▶ _Text segment_:

Jamie Spears has been financially compensated for his work as conservator, earning a percentage of his daughter’s contracts, while his co-conservator of the estate reportedly receives a salary of $426,000 per year.
Many perceive this as exploitative, and contest the ethics of allowing an individual to receive an income from the estate of an incapacitated person. Indeed, some perceive the continuation of the conservatorship as being financially motivated.
In Scotland, whether or not a guardian is entitled to be remunerated is a judgement for the sheriff. The starting point is that there is a presumption against guardians with welfare powers being financially compensated, but a presumption in favour of guardians with financial powers receiving remuneration. Whether this is appropriate entirely depends on whether compensating the guardian will benefit the adult, and may depend on the size and complexity of the estate to be managed. If the sheriff decides that the guardian should receive remuneration, it is for the Public Guardian to set the rate. It seems unlikely that a guardian would receive anything comparable to the sums outlined above.
Inability to oppose
Upon her release from hospital, and upon discovering that a petition for conservatorship was to be filed by her father, Britney Spears reportedly instructed counsel to oppose the appointment of her father as conservator, as she did not wish him to have control over her life. When her representative arrived at court, he was told that the singer had been assessed as lacking capacity to retain counsel and was discharged by the court in favour of a lawyer it appointed. This lawyer opted not to oppose the appointment, and so it was granted.

▶ _Records provided_:
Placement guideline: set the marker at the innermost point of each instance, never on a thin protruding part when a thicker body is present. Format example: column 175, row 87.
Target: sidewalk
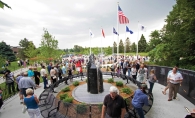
column 16, row 72
column 161, row 107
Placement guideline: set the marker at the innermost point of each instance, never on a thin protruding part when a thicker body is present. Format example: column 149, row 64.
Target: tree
column 121, row 47
column 24, row 44
column 142, row 44
column 6, row 52
column 133, row 47
column 31, row 50
column 2, row 4
column 115, row 47
column 48, row 46
column 127, row 45
column 155, row 39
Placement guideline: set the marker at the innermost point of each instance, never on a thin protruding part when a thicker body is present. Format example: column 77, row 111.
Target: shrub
column 68, row 99
column 119, row 83
column 63, row 96
column 110, row 80
column 66, row 89
column 81, row 108
column 76, row 83
column 126, row 90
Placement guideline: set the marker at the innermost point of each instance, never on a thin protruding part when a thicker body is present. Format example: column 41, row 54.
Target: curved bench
column 51, row 107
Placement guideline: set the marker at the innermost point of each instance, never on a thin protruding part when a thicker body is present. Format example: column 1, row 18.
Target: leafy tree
column 121, row 47
column 133, row 47
column 2, row 4
column 127, row 45
column 31, row 50
column 48, row 46
column 7, row 52
column 24, row 43
column 115, row 47
column 142, row 44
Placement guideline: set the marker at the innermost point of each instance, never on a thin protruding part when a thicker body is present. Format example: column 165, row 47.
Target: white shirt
column 176, row 76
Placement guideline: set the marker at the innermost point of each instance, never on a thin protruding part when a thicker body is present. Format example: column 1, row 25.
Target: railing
column 88, row 110
column 187, row 88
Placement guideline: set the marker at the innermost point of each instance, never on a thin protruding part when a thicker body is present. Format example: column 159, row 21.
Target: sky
column 69, row 21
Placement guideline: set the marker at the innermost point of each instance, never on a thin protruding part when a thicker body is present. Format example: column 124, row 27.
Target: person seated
column 192, row 114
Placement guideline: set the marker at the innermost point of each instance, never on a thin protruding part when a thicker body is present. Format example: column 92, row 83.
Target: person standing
column 175, row 79
column 43, row 73
column 152, row 80
column 31, row 101
column 37, row 77
column 25, row 83
column 9, row 81
column 140, row 99
column 113, row 105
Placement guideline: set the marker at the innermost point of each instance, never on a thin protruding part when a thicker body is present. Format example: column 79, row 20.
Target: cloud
column 69, row 21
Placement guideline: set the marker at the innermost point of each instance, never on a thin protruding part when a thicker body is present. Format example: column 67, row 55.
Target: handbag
column 24, row 109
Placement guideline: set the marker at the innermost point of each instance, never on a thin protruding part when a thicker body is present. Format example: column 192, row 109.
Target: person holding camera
column 9, row 79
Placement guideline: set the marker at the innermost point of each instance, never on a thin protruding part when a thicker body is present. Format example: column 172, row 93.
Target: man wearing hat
column 113, row 105
column 140, row 99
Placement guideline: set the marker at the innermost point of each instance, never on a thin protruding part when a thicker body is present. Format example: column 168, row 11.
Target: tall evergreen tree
column 6, row 52
column 142, row 44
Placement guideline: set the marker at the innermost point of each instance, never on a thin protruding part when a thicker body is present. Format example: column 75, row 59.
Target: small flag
column 103, row 33
column 143, row 28
column 114, row 31
column 127, row 30
column 91, row 34
column 122, row 18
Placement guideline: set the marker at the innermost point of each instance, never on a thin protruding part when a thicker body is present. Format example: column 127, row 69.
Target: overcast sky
column 70, row 20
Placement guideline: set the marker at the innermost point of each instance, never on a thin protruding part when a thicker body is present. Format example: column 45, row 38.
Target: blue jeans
column 140, row 112
column 151, row 86
column 45, row 82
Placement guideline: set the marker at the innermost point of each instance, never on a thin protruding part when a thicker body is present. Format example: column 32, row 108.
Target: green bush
column 76, row 83
column 68, row 99
column 63, row 96
column 66, row 89
column 81, row 108
column 119, row 83
column 126, row 90
column 110, row 80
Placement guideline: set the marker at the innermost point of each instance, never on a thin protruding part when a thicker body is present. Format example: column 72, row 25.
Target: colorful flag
column 103, row 33
column 122, row 18
column 114, row 31
column 127, row 30
column 143, row 28
column 91, row 34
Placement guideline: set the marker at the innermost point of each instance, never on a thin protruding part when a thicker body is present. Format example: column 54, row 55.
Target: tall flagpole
column 101, row 50
column 125, row 44
column 137, row 38
column 118, row 33
column 89, row 43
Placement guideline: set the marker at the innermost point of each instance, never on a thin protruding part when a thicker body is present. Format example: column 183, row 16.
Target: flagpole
column 113, row 45
column 101, row 50
column 125, row 44
column 118, row 33
column 137, row 39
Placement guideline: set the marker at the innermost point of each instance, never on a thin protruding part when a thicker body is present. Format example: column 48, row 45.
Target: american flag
column 122, row 18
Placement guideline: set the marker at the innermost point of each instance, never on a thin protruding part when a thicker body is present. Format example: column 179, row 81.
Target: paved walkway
column 16, row 72
column 161, row 107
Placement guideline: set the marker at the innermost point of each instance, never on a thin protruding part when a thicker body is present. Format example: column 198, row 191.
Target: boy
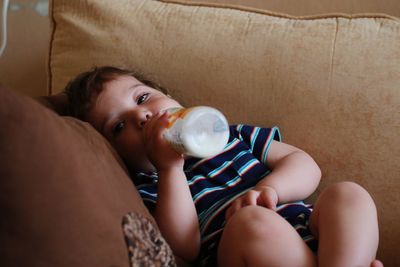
column 240, row 208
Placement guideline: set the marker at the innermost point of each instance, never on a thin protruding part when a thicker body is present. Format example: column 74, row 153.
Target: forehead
column 114, row 95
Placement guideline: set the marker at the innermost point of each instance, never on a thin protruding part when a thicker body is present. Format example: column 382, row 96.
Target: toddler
column 242, row 207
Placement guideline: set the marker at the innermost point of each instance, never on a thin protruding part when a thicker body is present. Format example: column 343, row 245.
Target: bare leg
column 376, row 263
column 345, row 222
column 256, row 236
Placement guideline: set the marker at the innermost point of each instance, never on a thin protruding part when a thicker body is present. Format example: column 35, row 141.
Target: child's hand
column 160, row 153
column 265, row 196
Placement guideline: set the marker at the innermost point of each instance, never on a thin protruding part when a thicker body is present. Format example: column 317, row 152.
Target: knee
column 254, row 222
column 348, row 193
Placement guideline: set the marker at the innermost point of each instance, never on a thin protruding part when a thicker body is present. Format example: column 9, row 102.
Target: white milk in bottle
column 198, row 131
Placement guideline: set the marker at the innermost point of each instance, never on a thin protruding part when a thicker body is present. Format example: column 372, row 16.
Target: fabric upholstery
column 63, row 191
column 331, row 83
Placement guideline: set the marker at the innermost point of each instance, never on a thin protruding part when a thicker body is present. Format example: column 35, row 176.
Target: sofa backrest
column 331, row 83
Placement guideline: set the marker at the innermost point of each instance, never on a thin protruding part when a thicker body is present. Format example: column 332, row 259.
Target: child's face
column 120, row 112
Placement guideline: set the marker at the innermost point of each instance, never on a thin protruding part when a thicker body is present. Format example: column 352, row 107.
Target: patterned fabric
column 216, row 182
column 146, row 246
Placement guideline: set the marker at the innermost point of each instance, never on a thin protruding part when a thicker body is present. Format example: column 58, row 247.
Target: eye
column 118, row 127
column 142, row 98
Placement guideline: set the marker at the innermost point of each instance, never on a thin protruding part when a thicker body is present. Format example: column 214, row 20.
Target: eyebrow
column 131, row 88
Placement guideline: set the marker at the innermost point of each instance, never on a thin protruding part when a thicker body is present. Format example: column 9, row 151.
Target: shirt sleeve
column 258, row 139
column 147, row 188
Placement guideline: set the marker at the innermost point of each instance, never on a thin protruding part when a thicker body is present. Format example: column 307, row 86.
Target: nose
column 142, row 117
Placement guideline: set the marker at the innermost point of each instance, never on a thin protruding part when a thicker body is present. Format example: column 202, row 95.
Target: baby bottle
column 198, row 131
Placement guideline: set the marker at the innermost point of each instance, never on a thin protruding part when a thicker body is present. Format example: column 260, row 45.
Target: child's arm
column 294, row 177
column 175, row 211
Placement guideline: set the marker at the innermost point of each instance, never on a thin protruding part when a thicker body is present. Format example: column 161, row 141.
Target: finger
column 267, row 200
column 236, row 205
column 251, row 198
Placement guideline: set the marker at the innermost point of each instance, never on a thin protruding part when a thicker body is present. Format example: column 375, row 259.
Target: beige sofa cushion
column 315, row 7
column 64, row 194
column 330, row 83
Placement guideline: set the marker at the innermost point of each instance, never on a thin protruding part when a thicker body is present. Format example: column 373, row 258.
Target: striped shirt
column 215, row 182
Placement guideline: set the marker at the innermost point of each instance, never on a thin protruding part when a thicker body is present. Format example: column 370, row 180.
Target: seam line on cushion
column 333, row 55
column 283, row 15
column 50, row 51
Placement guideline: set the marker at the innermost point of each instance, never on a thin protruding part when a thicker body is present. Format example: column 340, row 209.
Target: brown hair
column 82, row 90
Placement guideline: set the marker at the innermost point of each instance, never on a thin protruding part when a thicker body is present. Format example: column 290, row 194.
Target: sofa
column 329, row 82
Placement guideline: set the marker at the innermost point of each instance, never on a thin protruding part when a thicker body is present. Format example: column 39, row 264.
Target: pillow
column 64, row 193
column 329, row 82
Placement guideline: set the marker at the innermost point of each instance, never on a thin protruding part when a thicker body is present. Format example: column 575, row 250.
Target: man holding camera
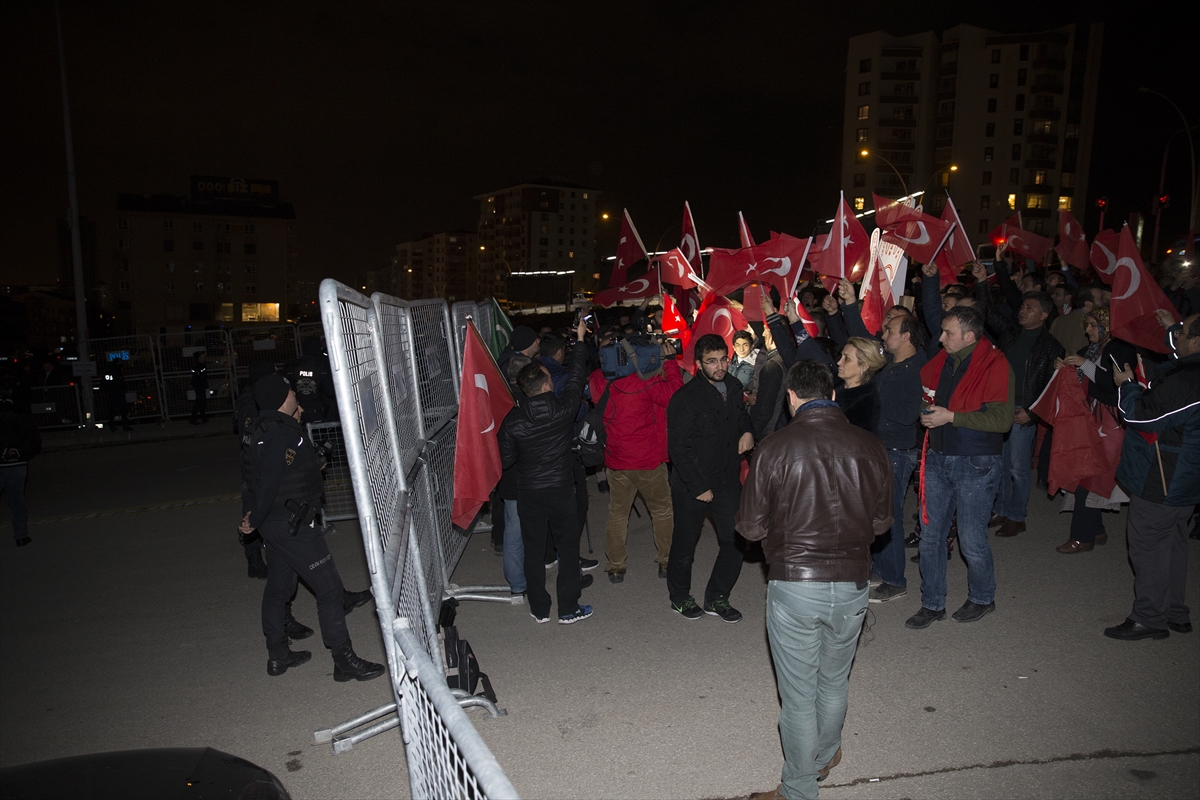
column 708, row 428
column 286, row 489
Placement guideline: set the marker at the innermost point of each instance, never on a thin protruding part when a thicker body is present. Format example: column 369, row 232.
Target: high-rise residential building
column 538, row 241
column 439, row 265
column 1001, row 122
column 221, row 256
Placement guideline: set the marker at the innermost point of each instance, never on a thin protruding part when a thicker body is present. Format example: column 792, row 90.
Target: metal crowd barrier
column 55, row 407
column 337, row 501
column 401, row 493
column 177, row 352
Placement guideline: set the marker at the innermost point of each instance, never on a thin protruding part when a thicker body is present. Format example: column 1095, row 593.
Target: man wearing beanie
column 285, row 497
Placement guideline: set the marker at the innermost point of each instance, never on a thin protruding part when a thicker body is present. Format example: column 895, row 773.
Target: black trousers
column 689, row 521
column 289, row 558
column 551, row 513
column 1158, row 551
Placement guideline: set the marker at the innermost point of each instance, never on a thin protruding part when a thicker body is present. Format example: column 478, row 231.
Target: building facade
column 222, row 256
column 538, row 242
column 1011, row 113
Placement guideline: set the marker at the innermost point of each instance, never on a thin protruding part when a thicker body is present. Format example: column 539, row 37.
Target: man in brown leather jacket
column 819, row 493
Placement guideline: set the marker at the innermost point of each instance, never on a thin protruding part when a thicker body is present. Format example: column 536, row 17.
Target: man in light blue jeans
column 817, row 494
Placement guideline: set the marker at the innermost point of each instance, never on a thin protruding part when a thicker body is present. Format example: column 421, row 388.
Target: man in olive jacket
column 819, row 493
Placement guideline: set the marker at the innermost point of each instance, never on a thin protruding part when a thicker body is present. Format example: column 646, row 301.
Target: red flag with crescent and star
column 484, row 401
column 915, row 232
column 1103, row 254
column 630, row 251
column 721, row 318
column 1137, row 299
column 955, row 250
column 1072, row 245
column 643, row 287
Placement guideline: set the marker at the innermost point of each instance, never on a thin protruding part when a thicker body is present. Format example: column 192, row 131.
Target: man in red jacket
column 636, row 456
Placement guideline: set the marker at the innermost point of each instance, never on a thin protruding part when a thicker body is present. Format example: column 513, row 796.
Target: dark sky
column 382, row 120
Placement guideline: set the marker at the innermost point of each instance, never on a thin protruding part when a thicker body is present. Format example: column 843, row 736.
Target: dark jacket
column 819, row 493
column 703, row 432
column 861, row 405
column 537, row 435
column 1171, row 409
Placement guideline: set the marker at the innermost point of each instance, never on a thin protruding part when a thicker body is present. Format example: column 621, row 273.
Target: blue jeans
column 957, row 483
column 1013, row 497
column 514, row 548
column 814, row 633
column 889, row 561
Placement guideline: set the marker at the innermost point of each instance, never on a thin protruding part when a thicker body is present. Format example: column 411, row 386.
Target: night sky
column 382, row 120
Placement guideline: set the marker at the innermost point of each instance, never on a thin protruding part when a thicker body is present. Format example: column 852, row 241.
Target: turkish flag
column 1072, row 245
column 955, row 250
column 744, row 232
column 676, row 270
column 1075, row 452
column 1103, row 254
column 847, row 260
column 1135, row 300
column 720, row 318
column 643, row 287
column 917, row 233
column 630, row 251
column 484, row 401
column 777, row 262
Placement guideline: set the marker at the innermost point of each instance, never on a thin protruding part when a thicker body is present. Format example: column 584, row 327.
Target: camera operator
column 286, row 489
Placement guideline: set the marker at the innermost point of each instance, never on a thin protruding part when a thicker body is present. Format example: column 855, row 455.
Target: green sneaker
column 720, row 607
column 688, row 608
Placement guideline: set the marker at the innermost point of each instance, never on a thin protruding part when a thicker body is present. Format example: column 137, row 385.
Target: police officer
column 286, row 497
column 313, row 384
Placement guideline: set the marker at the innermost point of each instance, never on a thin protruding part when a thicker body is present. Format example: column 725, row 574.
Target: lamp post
column 875, row 155
column 1192, row 149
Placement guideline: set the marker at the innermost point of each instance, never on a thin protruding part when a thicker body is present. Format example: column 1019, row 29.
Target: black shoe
column 972, row 612
column 256, row 567
column 276, row 667
column 1132, row 631
column 295, row 630
column 352, row 600
column 348, row 666
column 924, row 618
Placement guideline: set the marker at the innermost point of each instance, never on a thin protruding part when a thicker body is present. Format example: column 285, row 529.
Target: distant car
column 157, row 774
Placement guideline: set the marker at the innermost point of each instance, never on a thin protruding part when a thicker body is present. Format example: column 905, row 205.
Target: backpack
column 592, row 438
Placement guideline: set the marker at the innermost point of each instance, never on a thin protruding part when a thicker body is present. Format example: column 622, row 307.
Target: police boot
column 282, row 656
column 348, row 666
column 294, row 629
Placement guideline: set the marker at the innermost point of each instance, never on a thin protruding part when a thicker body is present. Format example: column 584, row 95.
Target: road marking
column 220, row 499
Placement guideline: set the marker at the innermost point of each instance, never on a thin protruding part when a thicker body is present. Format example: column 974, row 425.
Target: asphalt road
column 130, row 623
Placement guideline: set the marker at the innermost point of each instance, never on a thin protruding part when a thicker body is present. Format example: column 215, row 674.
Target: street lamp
column 1192, row 149
column 875, row 155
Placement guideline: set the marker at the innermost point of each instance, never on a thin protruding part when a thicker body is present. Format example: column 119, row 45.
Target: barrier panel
column 275, row 343
column 437, row 362
column 177, row 353
column 138, row 364
column 55, row 407
column 337, row 499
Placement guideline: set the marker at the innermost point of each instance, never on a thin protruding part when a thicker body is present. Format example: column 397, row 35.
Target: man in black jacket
column 1031, row 350
column 537, row 437
column 708, row 428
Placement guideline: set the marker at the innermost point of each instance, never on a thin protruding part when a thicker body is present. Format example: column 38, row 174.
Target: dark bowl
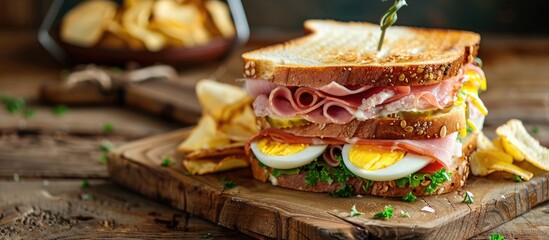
column 214, row 50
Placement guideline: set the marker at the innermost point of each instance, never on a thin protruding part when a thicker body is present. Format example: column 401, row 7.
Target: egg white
column 409, row 164
column 298, row 159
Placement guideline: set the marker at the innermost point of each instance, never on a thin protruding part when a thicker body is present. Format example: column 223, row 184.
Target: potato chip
column 85, row 24
column 483, row 143
column 235, row 149
column 515, row 133
column 219, row 99
column 484, row 162
column 213, row 165
column 221, row 17
column 200, row 136
column 511, row 150
column 136, row 20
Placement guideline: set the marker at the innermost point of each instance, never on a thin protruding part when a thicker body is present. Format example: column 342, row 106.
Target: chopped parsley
column 354, row 212
column 228, row 184
column 344, row 191
column 261, row 164
column 368, row 184
column 496, row 236
column 207, row 235
column 325, row 176
column 106, row 146
column 535, row 130
column 29, row 113
column 166, row 162
column 107, row 128
column 409, row 197
column 518, row 178
column 13, row 105
column 60, row 110
column 437, row 179
column 103, row 158
column 85, row 184
column 321, row 171
column 468, row 198
column 385, row 214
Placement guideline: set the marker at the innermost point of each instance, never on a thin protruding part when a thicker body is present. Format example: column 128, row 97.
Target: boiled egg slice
column 283, row 155
column 374, row 163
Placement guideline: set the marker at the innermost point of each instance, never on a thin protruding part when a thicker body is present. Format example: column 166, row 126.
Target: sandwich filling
column 330, row 158
column 334, row 103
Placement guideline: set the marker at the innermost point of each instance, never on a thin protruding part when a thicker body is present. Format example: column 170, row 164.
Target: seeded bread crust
column 435, row 126
column 459, row 170
column 416, row 56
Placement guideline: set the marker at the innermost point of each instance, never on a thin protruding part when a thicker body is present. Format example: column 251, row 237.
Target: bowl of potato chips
column 176, row 32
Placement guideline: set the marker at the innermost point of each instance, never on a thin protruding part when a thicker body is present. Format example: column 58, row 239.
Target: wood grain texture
column 85, row 121
column 261, row 210
column 63, row 210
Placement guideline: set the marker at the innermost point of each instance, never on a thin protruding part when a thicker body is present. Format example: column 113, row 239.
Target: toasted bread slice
column 434, row 126
column 459, row 171
column 347, row 54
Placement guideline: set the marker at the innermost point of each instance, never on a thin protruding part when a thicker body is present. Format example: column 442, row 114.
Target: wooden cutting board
column 261, row 210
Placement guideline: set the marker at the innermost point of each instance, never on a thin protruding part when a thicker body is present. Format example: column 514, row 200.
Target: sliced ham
column 256, row 87
column 335, row 89
column 306, row 97
column 340, row 104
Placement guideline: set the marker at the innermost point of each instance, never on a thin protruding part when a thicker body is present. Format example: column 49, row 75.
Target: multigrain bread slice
column 437, row 125
column 459, row 171
column 410, row 56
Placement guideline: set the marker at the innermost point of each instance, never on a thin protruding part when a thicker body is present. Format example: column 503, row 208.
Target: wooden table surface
column 45, row 160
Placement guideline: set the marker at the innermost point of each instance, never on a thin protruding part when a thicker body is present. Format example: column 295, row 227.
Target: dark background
column 514, row 17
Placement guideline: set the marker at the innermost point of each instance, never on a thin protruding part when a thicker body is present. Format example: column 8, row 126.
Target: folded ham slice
column 440, row 149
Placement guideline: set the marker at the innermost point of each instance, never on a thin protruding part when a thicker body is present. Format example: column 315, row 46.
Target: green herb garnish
column 345, row 191
column 13, row 105
column 261, row 164
column 409, row 197
column 207, row 235
column 354, row 212
column 106, row 146
column 535, row 130
column 85, row 184
column 468, row 198
column 60, row 110
column 107, row 128
column 478, row 61
column 29, row 113
column 166, row 162
column 16, row 177
column 228, row 184
column 325, row 176
column 103, row 158
column 496, row 236
column 385, row 214
column 437, row 179
column 388, row 19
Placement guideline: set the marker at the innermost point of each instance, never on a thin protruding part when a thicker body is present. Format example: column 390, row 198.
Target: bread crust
column 435, row 126
column 438, row 64
column 459, row 171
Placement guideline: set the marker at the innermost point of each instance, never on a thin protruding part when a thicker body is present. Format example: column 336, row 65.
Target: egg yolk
column 372, row 158
column 274, row 148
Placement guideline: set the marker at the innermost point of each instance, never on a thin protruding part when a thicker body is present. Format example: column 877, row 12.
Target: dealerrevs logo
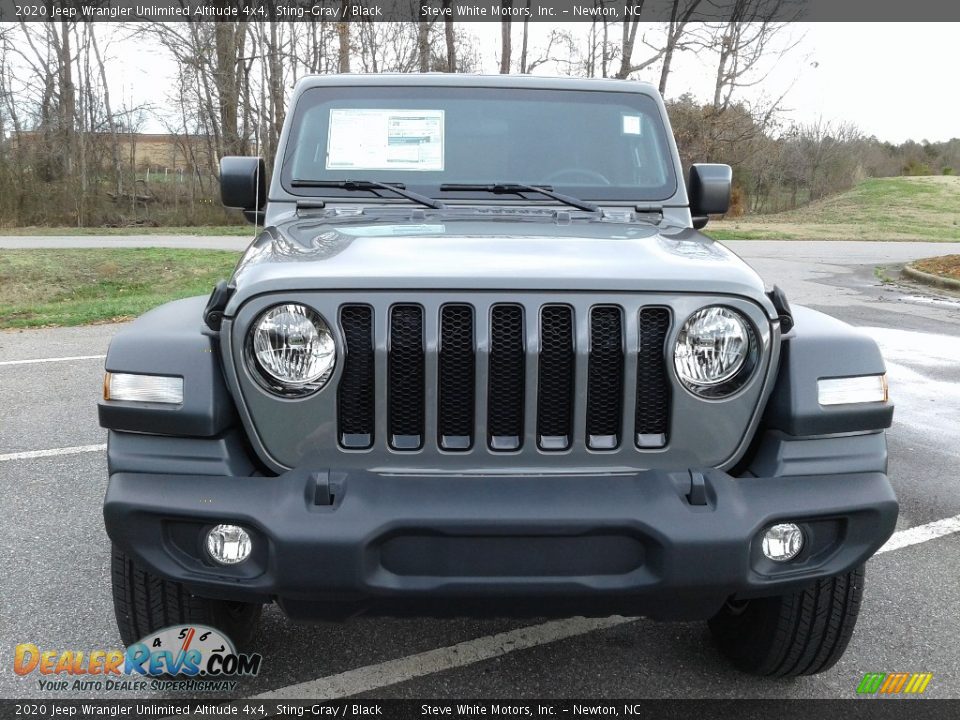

▶ _Tasks_:
a – Echo the stretch of the Spears conservatorship passage from "Many perceive this" through "being financially motivated.", word for word.
b – From the Spears conservatorship passage, list every proper name of a person, place, or office, giving each name once.

▶ _Answer set_:
a –
Many perceive this as exploitative, and contest the ethics of allowing an individual to receive an income from the estate of an incapacitated person. Indeed, some perceive the continuation of the conservatorship as being financially motivated.

b –
Jamie Spears
Scotland
Public Guardian
Britney Spears